Collected data entries:

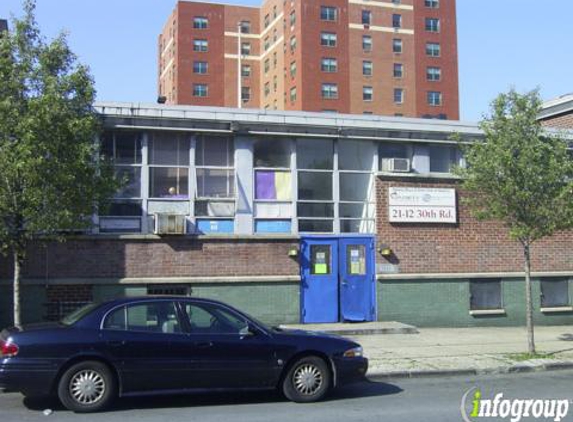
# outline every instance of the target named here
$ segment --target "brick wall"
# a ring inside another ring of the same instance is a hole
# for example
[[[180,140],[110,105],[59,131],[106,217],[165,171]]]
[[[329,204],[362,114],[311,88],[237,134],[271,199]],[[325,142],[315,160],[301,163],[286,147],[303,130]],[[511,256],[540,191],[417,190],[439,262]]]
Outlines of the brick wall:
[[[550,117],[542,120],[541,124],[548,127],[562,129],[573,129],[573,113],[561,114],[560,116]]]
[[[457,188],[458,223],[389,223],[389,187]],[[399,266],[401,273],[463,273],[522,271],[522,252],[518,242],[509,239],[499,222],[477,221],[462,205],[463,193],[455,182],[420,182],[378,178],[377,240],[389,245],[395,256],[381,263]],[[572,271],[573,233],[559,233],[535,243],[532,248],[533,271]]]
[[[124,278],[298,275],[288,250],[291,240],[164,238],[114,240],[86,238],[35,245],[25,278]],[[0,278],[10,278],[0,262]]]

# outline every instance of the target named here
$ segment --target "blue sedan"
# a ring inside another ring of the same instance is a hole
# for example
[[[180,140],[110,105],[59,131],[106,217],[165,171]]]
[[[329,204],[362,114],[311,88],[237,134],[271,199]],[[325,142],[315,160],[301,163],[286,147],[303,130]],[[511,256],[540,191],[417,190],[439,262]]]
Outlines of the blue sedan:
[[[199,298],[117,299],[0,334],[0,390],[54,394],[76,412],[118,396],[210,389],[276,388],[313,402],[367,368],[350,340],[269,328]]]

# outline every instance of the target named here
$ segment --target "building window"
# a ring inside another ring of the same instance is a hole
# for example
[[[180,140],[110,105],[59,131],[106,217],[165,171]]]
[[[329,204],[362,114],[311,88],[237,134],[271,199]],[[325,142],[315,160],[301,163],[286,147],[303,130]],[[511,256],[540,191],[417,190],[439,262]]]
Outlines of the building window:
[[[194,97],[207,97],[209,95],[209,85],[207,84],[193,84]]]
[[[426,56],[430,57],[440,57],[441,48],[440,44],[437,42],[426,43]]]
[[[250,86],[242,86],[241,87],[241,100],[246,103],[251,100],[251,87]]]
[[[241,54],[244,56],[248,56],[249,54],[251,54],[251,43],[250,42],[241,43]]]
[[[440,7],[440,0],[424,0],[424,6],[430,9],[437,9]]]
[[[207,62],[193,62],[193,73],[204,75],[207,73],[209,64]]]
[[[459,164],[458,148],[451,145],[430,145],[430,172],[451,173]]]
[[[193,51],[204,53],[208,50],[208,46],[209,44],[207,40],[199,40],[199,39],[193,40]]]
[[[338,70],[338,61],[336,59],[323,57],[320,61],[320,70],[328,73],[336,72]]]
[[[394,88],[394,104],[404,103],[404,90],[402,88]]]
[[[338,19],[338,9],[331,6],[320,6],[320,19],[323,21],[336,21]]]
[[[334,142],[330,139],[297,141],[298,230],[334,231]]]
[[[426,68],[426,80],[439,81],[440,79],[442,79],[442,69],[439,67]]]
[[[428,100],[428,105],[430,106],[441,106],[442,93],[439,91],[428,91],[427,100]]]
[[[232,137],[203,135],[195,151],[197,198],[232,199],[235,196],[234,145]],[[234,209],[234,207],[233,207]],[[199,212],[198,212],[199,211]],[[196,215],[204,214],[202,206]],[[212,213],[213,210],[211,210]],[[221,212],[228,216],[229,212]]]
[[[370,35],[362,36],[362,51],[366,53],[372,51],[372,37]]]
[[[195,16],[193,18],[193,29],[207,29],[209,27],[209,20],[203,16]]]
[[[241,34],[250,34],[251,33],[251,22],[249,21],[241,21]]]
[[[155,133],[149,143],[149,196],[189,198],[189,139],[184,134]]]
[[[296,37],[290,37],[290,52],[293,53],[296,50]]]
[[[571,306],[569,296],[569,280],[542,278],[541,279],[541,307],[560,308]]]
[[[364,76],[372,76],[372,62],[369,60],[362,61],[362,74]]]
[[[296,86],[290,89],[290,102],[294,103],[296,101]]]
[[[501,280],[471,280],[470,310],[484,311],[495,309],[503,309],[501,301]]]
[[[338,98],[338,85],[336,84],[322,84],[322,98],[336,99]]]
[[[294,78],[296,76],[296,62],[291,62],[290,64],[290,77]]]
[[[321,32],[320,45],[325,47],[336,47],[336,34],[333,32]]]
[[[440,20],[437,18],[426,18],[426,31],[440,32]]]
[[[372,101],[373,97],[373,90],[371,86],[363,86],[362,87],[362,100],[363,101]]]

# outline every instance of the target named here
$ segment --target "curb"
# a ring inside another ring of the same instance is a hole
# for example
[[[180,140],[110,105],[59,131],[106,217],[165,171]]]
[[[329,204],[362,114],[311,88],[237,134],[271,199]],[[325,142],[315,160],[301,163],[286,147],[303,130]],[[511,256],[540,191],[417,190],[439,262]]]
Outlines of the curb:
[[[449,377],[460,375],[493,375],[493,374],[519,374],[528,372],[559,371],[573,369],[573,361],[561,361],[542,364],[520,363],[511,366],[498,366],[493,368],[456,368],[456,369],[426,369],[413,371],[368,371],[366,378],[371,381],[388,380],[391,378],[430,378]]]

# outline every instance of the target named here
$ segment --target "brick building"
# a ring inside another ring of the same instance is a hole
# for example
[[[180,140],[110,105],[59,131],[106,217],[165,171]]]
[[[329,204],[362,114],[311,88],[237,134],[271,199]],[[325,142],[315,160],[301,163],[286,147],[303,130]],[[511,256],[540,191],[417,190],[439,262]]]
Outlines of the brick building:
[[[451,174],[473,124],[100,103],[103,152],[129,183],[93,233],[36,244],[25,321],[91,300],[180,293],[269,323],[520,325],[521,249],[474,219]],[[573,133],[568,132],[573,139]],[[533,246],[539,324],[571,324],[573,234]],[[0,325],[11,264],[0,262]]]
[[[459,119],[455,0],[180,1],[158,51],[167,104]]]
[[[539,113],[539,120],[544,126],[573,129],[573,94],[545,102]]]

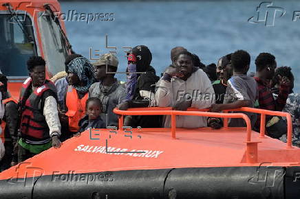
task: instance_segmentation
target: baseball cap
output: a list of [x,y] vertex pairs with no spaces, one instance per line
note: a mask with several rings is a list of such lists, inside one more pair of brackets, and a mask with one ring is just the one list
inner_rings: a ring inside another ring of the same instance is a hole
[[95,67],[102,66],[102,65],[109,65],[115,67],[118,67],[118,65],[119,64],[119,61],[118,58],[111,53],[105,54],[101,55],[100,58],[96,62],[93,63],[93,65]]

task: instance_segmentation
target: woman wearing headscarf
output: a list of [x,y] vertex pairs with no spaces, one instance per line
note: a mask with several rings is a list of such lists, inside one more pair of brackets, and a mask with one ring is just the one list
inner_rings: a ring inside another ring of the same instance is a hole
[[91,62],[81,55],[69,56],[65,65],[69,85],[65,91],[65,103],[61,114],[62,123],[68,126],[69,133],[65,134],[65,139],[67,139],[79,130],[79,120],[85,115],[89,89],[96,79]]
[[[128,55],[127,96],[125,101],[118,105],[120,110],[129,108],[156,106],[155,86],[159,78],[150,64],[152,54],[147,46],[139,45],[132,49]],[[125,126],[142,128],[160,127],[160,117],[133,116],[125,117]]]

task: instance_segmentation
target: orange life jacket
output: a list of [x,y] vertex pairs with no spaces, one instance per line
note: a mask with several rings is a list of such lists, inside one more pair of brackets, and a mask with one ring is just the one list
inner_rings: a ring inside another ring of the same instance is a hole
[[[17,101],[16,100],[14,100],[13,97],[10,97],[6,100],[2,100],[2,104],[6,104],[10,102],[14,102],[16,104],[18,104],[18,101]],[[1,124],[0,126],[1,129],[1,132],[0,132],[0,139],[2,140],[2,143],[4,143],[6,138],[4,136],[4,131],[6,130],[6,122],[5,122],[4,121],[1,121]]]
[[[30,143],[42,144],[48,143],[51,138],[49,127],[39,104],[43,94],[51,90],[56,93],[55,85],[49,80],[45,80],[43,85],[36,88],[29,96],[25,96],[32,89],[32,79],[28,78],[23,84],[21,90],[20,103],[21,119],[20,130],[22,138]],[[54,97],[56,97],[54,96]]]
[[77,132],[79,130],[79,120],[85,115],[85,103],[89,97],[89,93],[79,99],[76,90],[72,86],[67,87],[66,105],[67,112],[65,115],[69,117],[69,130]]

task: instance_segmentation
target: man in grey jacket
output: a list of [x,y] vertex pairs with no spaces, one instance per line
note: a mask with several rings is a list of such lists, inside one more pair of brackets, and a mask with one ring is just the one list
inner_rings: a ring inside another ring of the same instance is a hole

- **Problem requirements**
Gather every line in the entries above that contains the word "building", and copy each of those lines in full.

- **Output of the task**
$ segment --target "building window"
Outlines of the building window:
$ segment --target "brick building"
Outlines of the brick building:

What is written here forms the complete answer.